= What you are asked to do =
Copy the entries that appear below in full, leaving out any picture among them.
+++ Data extracts
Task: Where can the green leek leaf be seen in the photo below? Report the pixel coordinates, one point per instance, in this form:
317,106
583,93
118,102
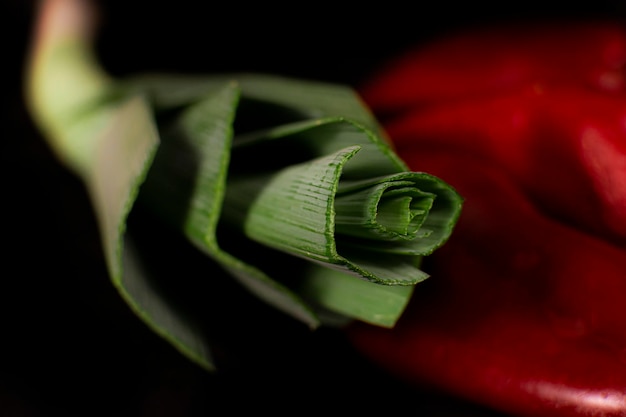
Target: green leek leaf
289,185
++++++
= Answer =
Task: Where can the green leek leaf be seen in the photo below? Report the pixel coordinates, one point per instance, in this form:
317,106
583,93
118,102
Target: green leek leaf
289,185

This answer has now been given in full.